Segment Start: EXTRACT
“I’m not a Thalidomider in the first spot. In the first spot I am a man. I’m trying to be a good doctor. I’m trying to be a good husband, I’m a father, I’m a lover and I have short arms.”
Jan Schulte-Hillen’s doesn’t like being called “disabled”. He was born in Hamburg, Germany, in April 1961, with two short arms, which he admits can be “very annoying from time to time.” Jan doesn’t feel that having shorter arms has ever prevented him from doing the things he wanted to do. Not only did he become an emergency doctor in Switzerland, he also loves to ride his skateboard and motorcycle and regularly takes his two sons skiing in the Swiss Alps. He speaks five languages and additionally works as a consultant for the medical commission of the German Contergan Foundation which manages compensation payments and pensions to Thalidomide victims in Germany. Contegan was the main brand name for Thalidomide in Germany.
When Jan was a baby, his parents were determined to find out what caused their son’s damage. In fact, his parents Linde Schulte-Hillen and Carl-Hermann Schulte-Hillen played a crucial role in connecting Thalidomide to the epidemic of malformed babies all over Germany. His father, a young lawyer at the time teamed up with Dr. Widukind Lenz, the pediatrician from Hamburg as they drove around the country to find other affected families. Disabled children were often hidden away in those days. Often, it was only when Jan’s father showed people a photograph of him, saying, “this is my son, I myself have a child like this”, that children were brought to the light of day.
His father, Carl-Hermann Schulte-Hillen was also one of the lawyers who represented the so-called Contergan children in the eventually aborted Thalidomide trial (1968-1970) of the owner and leading executives of Grünenthal.
Segment End: EXTRACT
Segment Start: RECORDS SHOWN
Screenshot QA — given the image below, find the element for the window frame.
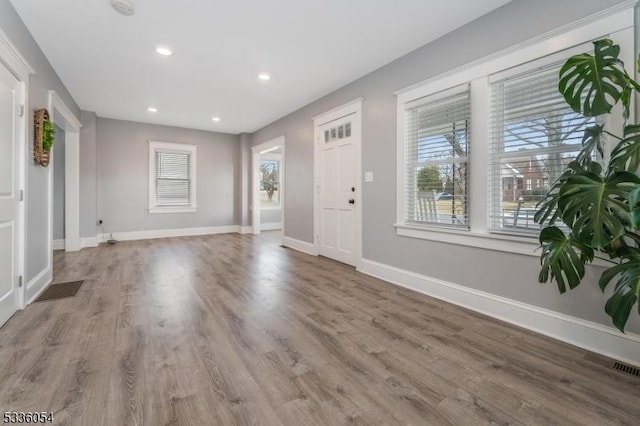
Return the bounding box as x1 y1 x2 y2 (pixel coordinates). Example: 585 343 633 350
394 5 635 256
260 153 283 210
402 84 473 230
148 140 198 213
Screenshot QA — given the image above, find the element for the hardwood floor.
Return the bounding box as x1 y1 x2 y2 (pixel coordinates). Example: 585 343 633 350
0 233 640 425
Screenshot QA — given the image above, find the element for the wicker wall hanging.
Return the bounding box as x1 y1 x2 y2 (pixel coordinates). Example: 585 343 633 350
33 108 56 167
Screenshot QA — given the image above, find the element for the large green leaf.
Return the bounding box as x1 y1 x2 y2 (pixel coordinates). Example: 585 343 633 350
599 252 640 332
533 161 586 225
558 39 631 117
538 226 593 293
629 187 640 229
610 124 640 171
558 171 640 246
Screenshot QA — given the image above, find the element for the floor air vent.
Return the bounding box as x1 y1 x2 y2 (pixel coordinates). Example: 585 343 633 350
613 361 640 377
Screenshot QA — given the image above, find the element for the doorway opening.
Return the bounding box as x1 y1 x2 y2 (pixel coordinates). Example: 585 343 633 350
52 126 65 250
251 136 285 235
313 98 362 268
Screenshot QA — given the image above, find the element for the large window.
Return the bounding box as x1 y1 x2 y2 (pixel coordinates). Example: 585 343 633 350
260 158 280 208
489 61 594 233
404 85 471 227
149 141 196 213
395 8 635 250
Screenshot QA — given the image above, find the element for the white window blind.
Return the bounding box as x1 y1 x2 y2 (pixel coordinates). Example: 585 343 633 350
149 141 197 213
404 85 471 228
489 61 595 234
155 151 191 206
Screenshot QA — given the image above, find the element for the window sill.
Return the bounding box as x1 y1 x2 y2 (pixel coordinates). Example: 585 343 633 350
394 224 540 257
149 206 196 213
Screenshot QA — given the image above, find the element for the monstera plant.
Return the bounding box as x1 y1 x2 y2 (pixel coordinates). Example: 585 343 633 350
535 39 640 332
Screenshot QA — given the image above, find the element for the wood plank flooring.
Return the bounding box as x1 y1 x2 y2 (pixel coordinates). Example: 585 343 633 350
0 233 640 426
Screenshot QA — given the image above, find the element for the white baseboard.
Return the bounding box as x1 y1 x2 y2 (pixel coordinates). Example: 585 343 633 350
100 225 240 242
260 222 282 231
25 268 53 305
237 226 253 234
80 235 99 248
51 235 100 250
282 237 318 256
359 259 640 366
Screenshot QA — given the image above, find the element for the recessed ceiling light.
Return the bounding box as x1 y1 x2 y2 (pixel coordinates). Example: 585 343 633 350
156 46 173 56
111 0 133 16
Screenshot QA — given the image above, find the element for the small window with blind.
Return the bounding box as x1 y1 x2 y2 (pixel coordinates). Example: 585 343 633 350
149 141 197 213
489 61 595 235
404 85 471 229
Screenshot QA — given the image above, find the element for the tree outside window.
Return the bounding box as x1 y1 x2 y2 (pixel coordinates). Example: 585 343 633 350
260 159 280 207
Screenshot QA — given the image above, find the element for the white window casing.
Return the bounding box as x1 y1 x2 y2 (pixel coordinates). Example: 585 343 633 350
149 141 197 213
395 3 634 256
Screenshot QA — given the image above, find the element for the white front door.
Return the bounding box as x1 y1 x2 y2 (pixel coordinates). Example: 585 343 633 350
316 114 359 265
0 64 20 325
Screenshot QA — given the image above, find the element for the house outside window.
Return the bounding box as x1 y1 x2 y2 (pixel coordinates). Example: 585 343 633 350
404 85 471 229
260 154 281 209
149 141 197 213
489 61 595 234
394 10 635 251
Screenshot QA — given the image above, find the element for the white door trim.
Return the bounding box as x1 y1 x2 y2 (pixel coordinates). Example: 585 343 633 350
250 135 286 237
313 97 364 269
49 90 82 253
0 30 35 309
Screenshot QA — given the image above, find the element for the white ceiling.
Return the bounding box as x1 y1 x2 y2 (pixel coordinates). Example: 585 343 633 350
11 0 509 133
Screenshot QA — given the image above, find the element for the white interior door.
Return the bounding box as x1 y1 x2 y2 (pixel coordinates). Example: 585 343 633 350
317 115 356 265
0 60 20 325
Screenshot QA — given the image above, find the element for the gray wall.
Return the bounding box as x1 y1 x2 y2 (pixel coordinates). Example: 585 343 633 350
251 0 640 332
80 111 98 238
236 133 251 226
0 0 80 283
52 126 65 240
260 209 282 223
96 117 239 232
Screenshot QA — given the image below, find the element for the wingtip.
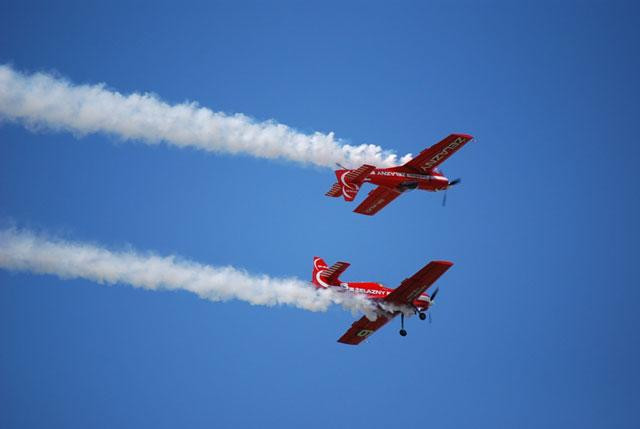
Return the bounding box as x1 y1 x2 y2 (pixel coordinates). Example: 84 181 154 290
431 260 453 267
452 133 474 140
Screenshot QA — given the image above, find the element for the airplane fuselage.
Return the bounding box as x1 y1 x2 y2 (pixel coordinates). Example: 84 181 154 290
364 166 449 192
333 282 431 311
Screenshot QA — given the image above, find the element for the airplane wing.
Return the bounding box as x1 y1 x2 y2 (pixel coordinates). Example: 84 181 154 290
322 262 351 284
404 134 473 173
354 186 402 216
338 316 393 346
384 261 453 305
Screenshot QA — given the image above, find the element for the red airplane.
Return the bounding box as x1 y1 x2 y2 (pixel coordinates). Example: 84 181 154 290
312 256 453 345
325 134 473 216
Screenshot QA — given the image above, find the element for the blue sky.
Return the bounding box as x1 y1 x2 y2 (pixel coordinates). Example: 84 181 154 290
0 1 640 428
Segment End: RECORDS SHOWN
WORK INSTRUCTION 1
In the profile of Jan Schulte-Hillen, which country does he work in as an emergency doctor?
WORK INSTRUCTION 2
Translate this sentence from the profile of Jan Schulte-Hillen into Spanish: "Disabled children were often hidden away in those days."
WORK INSTRUCTION 3
Repeat the stretch of the profile of Jan Schulte-Hillen from "When Jan was" through "executives of Grünenthal.".

RESULT 1
Switzerland.

RESULT 2
En aquellos días, a los niños discapacitados a menudo se los mantenía escondidos.

RESULT 3
When Jan was a baby, his parents were determined to find out what caused their son’s damage. In fact, his parents Linde Schulte-Hillen and Carl-Hermann Schulte-Hillen played a crucial role in connecting Thalidomide to the epidemic of malformed babies all over Germany. His father, a young lawyer at the time teamed up with Dr. Widukind Lenz, the pediatrician from Hamburg as they drove around the country to find other affected families. Disabled children were often hidden away in those days. Often, it was only when Jan’s father showed people a photograph of him, saying, “this is my son, I myself have a child like this”, that children were brought to the light of day.
His father, Carl-Hermann Schulte-Hillen was also one of the lawyers who represented the so-called Contergan children in the eventually aborted Thalidomide trial (1968-1970) of the owner and leading executives of Grünenthal.